**Work instructions**
Which lines in the data file below contain the string "tree", with case counting? Pick out each one and copy it.

Part of a data file
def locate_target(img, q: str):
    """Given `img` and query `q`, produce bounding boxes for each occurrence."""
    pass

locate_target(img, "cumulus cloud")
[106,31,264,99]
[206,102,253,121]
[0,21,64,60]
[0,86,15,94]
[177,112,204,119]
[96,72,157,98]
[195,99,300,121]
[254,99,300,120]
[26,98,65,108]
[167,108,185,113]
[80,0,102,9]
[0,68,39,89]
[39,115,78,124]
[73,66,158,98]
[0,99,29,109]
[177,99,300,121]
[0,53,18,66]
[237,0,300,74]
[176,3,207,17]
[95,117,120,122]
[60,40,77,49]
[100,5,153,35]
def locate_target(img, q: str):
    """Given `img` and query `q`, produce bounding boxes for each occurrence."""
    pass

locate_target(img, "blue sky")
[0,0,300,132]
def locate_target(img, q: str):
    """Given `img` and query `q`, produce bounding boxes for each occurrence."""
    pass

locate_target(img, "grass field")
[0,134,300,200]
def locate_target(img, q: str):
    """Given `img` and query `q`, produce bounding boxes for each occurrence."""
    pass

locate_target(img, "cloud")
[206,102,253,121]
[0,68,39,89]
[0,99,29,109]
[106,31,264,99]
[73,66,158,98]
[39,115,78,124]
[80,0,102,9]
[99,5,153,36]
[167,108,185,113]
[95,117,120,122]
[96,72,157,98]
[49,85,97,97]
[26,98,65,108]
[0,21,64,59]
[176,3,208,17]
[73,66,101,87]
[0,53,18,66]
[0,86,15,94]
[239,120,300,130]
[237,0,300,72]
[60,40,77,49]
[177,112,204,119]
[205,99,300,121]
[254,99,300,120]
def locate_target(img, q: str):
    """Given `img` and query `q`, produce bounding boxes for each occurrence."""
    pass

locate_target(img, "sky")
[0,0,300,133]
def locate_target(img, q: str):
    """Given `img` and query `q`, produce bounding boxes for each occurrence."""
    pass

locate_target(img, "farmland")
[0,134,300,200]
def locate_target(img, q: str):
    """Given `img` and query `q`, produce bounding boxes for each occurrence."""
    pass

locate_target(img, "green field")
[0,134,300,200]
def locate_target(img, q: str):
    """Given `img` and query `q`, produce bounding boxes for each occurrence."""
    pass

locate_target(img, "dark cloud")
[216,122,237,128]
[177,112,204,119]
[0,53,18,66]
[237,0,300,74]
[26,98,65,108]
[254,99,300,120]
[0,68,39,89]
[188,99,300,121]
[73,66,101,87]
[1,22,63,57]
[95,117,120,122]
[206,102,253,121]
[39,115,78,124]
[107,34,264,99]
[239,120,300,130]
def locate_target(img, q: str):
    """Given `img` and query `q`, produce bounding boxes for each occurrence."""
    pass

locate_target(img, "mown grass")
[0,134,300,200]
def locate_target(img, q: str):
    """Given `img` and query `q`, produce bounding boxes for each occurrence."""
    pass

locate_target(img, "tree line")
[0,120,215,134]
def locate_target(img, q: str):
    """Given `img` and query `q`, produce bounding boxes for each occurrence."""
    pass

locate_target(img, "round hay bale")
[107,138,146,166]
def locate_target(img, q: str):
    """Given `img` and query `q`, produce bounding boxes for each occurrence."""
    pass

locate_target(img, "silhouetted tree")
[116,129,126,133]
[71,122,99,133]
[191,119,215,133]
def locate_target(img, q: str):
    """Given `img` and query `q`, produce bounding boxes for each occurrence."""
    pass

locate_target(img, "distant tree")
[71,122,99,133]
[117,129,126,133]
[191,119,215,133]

**In response**
locate_target(img, "tree line")
locate_target(img, "silhouetted tree")
locate_target(img, "distant tree")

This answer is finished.